**Records of labeled points**
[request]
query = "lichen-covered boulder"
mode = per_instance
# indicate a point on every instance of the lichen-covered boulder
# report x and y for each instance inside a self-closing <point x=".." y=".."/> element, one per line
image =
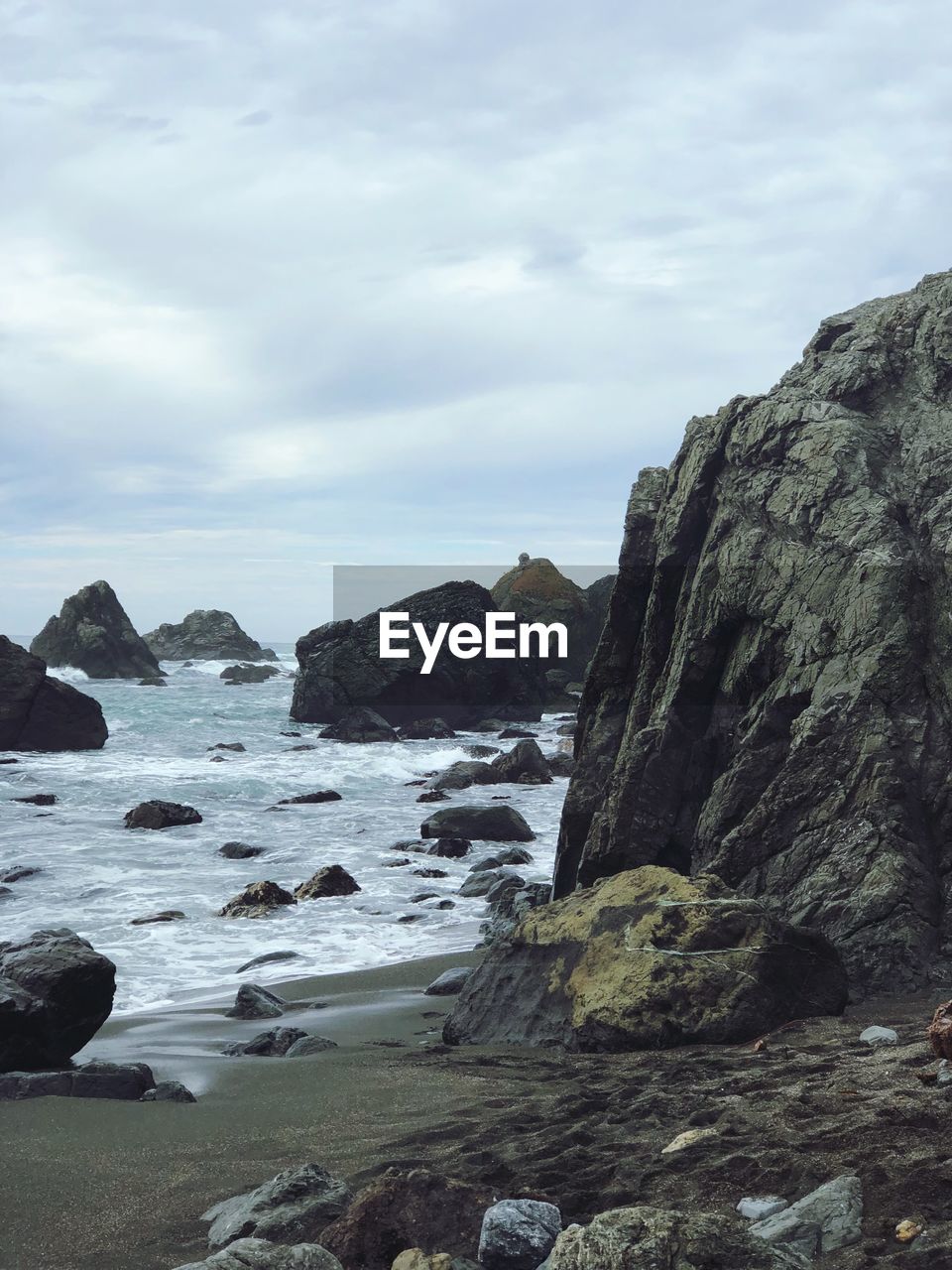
<point x="647" y="959"/>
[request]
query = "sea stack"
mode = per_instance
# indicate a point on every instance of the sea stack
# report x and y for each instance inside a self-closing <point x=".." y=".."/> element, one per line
<point x="771" y="699"/>
<point x="94" y="634"/>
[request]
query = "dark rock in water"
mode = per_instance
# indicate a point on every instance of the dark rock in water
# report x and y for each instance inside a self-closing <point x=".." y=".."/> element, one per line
<point x="169" y="1091"/>
<point x="340" y="668"/>
<point x="273" y="1043"/>
<point x="448" y="983"/>
<point x="39" y="711"/>
<point x="400" y="1210"/>
<point x="56" y="992"/>
<point x="648" y="959"/>
<point x="449" y="848"/>
<point x="123" y="1080"/>
<point x="426" y="729"/>
<point x="295" y="1206"/>
<point x="159" y="815"/>
<point x="248" y="674"/>
<point x="259" y="899"/>
<point x="524" y="760"/>
<point x="254" y="1002"/>
<point x="771" y="699"/>
<point x="206" y="635"/>
<point x="270" y="959"/>
<point x="239" y="851"/>
<point x="94" y="634"/>
<point x="168" y="915"/>
<point x="489" y="824"/>
<point x="330" y="880"/>
<point x="627" y="1237"/>
<point x="359" y="726"/>
<point x="318" y="797"/>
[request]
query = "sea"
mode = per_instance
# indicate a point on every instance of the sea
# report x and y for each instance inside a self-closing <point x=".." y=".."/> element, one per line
<point x="95" y="876"/>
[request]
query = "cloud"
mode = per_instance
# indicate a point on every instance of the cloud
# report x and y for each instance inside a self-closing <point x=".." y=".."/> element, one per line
<point x="397" y="280"/>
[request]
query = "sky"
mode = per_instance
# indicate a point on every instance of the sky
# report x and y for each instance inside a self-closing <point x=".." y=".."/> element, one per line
<point x="417" y="281"/>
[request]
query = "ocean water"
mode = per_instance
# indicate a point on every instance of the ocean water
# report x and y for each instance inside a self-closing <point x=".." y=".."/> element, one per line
<point x="98" y="875"/>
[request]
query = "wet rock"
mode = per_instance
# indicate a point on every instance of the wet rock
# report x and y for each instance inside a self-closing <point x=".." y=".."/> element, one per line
<point x="255" y="1002"/>
<point x="94" y="634"/>
<point x="615" y="968"/>
<point x="330" y="880"/>
<point x="295" y="1206"/>
<point x="206" y="635"/>
<point x="259" y="899"/>
<point x="56" y="992"/>
<point x="518" y="1234"/>
<point x="273" y="1043"/>
<point x="486" y="824"/>
<point x="159" y="815"/>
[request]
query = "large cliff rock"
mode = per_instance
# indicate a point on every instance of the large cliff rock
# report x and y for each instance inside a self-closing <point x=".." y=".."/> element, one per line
<point x="340" y="668"/>
<point x="39" y="711"/>
<point x="206" y="634"/>
<point x="94" y="634"/>
<point x="772" y="694"/>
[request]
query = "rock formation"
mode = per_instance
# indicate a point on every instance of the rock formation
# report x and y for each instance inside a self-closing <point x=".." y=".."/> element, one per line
<point x="94" y="634"/>
<point x="771" y="699"/>
<point x="39" y="711"/>
<point x="206" y="635"/>
<point x="340" y="668"/>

**EXERCISE DIRECTIONS**
Write out the whole listing exactly, and drop the pictures.

**THE SOLUTION**
[request]
query = "lichen-covered boulder"
mode = per_instance
# indicate a point on every instance of the lichen-covered boulder
# report x and y for each instance inside a self-closing <point x=".." y=".."/> element, one per line
image =
<point x="647" y="959"/>
[request]
query = "sea stack"
mode = per_instance
# indicate a point on every instance of the sea stack
# report x and y for each instance inside a self-closing <point x=".." y=".."/> element, one per line
<point x="771" y="699"/>
<point x="94" y="634"/>
[request]
query = "dark rock in water"
mode = per_instance
# indicate a point on every instance of the dark rock in water
# report x and y for each instance inside a self-closing <point x=".." y=".."/> element, one per line
<point x="169" y="1091"/>
<point x="340" y="668"/>
<point x="273" y="1043"/>
<point x="448" y="983"/>
<point x="39" y="711"/>
<point x="400" y="1210"/>
<point x="56" y="992"/>
<point x="648" y="959"/>
<point x="449" y="848"/>
<point x="123" y="1080"/>
<point x="426" y="729"/>
<point x="295" y="1206"/>
<point x="159" y="815"/>
<point x="248" y="674"/>
<point x="259" y="899"/>
<point x="524" y="760"/>
<point x="254" y="1002"/>
<point x="771" y="699"/>
<point x="206" y="635"/>
<point x="270" y="959"/>
<point x="239" y="851"/>
<point x="94" y="634"/>
<point x="168" y="915"/>
<point x="489" y="824"/>
<point x="330" y="880"/>
<point x="627" y="1237"/>
<point x="359" y="726"/>
<point x="318" y="797"/>
[request]
query = "sea"
mode = per_instance
# indicate a point on every instance of the sea
# report x and y for each instance inside a self-closing <point x=".." y=".."/> element, one per line
<point x="95" y="876"/>
[request]
query = "cloud"
mode = per_instance
# indicate a point on every instance of the cloud
# report x and y for each instance inside a self-closing <point x=".." y=".."/> element, one per line
<point x="397" y="280"/>
[request]
query = "sky"
mode = per_instance
# indicate a point on every instance of the sky
# report x and y for each instance inside a self-closing <point x=".." y=".."/> element, one per line
<point x="417" y="281"/>
[request]
query = "ocean water"
mode = per_instance
# indicate a point on every instance of the ocean water
# report x and y for each instance inside a self-closing <point x=".." y=".."/> element, one per line
<point x="98" y="875"/>
[request]
query = "wet rock"
mode = per_instance
# indicate a point on every instance of the wet rock
# report x and y for each instance inside a self-closing <point x=".." y=".."/> element, one per line
<point x="255" y="1002"/>
<point x="94" y="634"/>
<point x="615" y="968"/>
<point x="330" y="880"/>
<point x="295" y="1206"/>
<point x="206" y="635"/>
<point x="259" y="899"/>
<point x="56" y="992"/>
<point x="518" y="1234"/>
<point x="273" y="1043"/>
<point x="486" y="824"/>
<point x="159" y="815"/>
[request]
query = "large cliff rock"
mode = per_instance
# indicate a point on every instance of the large cliff rock
# report x and y for each instance inside a self-closing <point x=".." y=".."/> element, one per line
<point x="340" y="668"/>
<point x="39" y="711"/>
<point x="206" y="634"/>
<point x="94" y="634"/>
<point x="772" y="694"/>
[request]
query = "rock formation"
mode = per_instance
# indicate a point on every instance of the rock formation
# report x and y for each instance inside a self-closing <point x=".." y=".."/> element, one per line
<point x="94" y="634"/>
<point x="771" y="699"/>
<point x="39" y="711"/>
<point x="206" y="635"/>
<point x="340" y="668"/>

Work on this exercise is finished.